## EXERCISE DESCRIPTION
Revise the lines from the one containing "Could you point at the solar panel in" through the end of the items, replacing "solar panel" with "photovoltaic panel" and leaving everything else unchanged. Return only those lines.

[Begin ENTRIES PROVIDED]

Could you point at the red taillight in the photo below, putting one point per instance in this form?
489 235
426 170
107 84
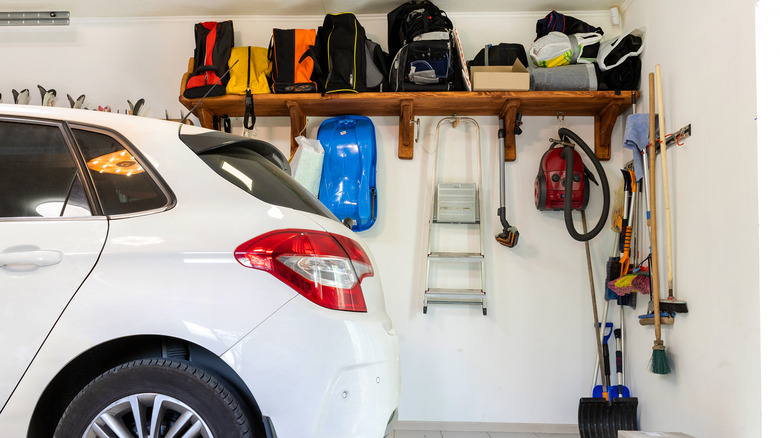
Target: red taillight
325 268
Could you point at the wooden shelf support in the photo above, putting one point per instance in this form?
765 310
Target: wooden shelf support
604 106
508 114
297 124
406 130
603 123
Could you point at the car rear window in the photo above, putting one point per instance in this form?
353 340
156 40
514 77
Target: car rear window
256 175
122 183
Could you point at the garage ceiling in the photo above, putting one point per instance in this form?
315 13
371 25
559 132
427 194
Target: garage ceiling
175 8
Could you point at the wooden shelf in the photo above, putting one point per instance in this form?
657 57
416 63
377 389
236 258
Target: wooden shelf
603 106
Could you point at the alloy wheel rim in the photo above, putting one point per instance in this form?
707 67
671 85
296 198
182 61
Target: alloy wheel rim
147 415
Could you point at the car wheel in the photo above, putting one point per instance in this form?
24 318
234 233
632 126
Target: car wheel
155 398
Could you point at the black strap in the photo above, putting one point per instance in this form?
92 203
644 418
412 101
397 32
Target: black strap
249 102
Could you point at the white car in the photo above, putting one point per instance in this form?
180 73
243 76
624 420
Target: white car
164 280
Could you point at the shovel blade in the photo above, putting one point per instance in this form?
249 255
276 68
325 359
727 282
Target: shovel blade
598 418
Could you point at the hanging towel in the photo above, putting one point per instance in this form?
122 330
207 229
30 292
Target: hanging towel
636 138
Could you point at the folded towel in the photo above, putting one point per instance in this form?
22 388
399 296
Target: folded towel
636 138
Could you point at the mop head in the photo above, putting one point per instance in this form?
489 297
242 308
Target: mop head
673 305
633 282
660 363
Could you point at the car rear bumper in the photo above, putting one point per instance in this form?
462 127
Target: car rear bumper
322 373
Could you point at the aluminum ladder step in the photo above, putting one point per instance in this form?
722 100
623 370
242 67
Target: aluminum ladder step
457 256
455 296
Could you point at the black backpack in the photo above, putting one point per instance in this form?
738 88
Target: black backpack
348 61
213 43
428 58
411 20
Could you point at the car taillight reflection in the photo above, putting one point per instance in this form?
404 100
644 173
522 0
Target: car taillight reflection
325 268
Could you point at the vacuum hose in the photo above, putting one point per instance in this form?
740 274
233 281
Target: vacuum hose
567 208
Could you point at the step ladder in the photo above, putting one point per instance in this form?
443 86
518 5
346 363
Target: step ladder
460 205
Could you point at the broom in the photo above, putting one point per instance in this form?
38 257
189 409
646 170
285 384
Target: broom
669 304
659 361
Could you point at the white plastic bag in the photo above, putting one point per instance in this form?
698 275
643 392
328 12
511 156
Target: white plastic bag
306 164
556 49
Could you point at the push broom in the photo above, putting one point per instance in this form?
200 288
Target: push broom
670 303
659 361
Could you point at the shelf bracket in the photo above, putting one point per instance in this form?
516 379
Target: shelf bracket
604 121
508 114
297 124
406 130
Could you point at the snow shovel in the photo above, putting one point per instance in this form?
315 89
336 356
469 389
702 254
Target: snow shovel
602 417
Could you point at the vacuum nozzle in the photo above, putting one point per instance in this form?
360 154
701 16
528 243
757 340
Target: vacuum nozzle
508 237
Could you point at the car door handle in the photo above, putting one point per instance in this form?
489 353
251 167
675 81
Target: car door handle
37 258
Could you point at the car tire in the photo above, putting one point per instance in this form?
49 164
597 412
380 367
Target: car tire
170 393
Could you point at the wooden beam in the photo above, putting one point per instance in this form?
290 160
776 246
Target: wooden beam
508 114
406 130
297 124
603 124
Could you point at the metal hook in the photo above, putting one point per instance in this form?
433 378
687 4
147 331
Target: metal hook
455 122
560 116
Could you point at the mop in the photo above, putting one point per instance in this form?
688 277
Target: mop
659 361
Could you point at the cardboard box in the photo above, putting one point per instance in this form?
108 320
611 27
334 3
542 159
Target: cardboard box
638 434
500 77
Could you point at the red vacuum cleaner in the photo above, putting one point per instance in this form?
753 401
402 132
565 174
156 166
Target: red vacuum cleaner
554 190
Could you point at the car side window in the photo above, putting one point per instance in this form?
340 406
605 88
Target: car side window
38 175
122 184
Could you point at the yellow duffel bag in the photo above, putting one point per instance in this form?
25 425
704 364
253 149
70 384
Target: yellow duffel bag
248 77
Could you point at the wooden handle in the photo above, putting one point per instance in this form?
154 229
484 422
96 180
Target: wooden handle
653 231
664 175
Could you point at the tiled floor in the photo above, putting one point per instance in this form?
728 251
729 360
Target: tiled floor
437 434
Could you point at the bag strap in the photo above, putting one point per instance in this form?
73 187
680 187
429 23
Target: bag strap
249 101
575 48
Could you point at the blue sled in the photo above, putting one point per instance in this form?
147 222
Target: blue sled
348 182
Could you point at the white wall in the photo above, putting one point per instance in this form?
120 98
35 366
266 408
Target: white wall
707 56
531 358
767 14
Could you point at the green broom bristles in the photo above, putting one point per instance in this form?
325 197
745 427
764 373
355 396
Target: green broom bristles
660 363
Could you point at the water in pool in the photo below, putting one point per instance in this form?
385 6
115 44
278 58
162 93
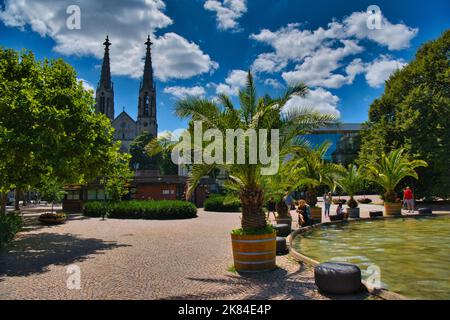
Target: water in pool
413 255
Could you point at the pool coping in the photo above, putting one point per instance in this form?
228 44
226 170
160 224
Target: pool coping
381 293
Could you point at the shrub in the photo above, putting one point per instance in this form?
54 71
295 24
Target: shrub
216 204
148 210
365 200
10 224
338 201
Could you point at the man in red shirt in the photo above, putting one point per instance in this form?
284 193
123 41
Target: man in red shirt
408 198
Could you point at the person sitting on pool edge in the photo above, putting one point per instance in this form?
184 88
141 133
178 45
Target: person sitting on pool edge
342 215
303 211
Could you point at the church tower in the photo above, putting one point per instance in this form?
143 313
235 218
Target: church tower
146 121
105 91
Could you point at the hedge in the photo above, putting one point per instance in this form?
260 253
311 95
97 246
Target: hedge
216 204
10 224
148 210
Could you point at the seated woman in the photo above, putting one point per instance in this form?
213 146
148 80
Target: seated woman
340 213
303 213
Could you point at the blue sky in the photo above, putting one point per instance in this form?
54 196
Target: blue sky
204 47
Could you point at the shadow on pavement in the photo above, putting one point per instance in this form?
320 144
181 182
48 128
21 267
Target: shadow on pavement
34 253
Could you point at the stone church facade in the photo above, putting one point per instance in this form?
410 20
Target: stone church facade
126 128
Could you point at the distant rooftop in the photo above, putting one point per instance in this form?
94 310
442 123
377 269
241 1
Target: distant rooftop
340 127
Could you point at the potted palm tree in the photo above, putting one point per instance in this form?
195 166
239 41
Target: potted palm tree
315 171
254 244
351 181
388 172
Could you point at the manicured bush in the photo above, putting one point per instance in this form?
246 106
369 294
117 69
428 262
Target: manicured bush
216 204
10 224
149 210
339 201
365 200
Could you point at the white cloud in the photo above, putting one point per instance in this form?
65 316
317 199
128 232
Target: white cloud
393 36
317 70
273 83
127 24
379 70
319 57
319 100
227 12
184 92
236 80
87 85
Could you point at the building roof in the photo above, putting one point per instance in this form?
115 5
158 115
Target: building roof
340 127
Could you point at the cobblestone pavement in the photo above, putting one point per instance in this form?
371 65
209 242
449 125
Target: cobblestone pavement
134 259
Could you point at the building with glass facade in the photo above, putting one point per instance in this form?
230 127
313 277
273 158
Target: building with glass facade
345 141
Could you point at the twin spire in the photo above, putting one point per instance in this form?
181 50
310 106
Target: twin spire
105 78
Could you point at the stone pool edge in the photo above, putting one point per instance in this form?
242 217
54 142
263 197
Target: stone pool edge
381 293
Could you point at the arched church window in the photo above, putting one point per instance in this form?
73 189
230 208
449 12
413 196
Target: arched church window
146 104
102 103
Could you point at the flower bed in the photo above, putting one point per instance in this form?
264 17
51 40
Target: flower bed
150 210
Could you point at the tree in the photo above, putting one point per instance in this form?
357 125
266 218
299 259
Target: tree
254 113
48 126
117 177
413 114
51 190
391 169
139 157
351 181
314 171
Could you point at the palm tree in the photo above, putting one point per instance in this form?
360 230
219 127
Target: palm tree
391 169
351 181
315 171
254 113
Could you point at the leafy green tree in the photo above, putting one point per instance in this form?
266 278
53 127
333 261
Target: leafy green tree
116 180
51 190
351 180
139 156
413 114
48 126
391 169
254 113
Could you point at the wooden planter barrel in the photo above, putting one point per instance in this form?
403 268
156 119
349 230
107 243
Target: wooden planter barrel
316 214
392 209
254 253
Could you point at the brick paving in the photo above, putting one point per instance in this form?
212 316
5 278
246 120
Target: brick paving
135 259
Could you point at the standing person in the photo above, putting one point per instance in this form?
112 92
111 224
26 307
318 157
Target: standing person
288 200
271 208
408 198
303 213
327 199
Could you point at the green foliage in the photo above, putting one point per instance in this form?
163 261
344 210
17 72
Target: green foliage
413 114
246 180
48 127
219 204
10 224
158 158
117 177
314 171
253 231
149 210
391 169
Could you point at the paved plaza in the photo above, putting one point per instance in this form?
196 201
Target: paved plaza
139 259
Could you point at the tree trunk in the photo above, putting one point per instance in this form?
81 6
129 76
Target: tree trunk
282 209
311 197
253 216
3 197
16 199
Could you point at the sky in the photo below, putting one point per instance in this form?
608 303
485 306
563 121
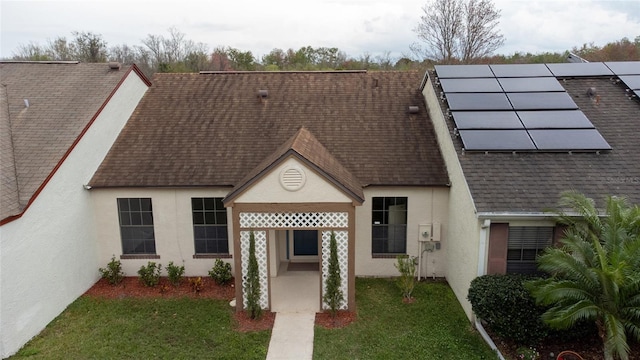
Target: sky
356 27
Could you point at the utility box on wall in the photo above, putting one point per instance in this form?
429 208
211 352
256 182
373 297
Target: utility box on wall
431 233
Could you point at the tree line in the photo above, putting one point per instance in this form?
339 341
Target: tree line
174 52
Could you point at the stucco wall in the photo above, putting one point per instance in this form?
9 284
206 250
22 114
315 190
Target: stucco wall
49 256
173 227
269 190
464 227
425 206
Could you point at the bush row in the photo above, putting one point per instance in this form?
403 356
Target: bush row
149 274
507 308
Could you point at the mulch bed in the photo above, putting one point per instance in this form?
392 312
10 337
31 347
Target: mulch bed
342 319
590 348
132 287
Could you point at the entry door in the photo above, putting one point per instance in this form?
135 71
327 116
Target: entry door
305 242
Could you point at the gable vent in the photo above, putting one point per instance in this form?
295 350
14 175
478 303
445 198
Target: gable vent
292 178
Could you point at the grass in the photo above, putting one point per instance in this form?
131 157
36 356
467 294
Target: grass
179 328
434 327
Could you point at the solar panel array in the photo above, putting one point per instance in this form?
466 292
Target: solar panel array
520 107
629 73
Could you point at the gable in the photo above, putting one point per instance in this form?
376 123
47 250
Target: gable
46 109
292 181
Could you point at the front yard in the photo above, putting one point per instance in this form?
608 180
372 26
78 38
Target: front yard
433 327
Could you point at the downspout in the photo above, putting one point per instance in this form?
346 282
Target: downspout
482 261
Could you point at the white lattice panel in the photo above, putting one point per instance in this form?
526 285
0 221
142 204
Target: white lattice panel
342 242
294 220
261 255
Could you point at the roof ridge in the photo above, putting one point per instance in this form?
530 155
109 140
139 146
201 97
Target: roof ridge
205 72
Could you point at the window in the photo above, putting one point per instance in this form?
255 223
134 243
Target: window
210 226
389 227
524 245
136 226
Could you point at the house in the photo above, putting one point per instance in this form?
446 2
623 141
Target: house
514 137
57 122
292 157
455 167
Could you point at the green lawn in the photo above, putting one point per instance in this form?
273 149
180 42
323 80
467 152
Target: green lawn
180 328
434 327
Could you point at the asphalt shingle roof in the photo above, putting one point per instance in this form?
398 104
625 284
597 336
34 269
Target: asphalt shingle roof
43 109
214 129
532 182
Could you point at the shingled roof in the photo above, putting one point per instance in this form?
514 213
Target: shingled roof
214 129
306 148
532 182
44 108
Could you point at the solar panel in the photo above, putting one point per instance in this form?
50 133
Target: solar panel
569 140
541 101
579 69
520 70
632 81
558 119
624 67
470 85
529 84
463 71
496 140
478 101
486 120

[End ENTRIES PROVIDED]

## SOLUTION FOR THIS TASK
Could you point at the photovoltaic panel in the photo above, putting one point per instance in this form?
50 133
Target: photovoltaic panel
569 140
541 101
579 69
520 70
632 81
558 119
624 67
470 85
529 84
463 71
496 140
478 101
486 120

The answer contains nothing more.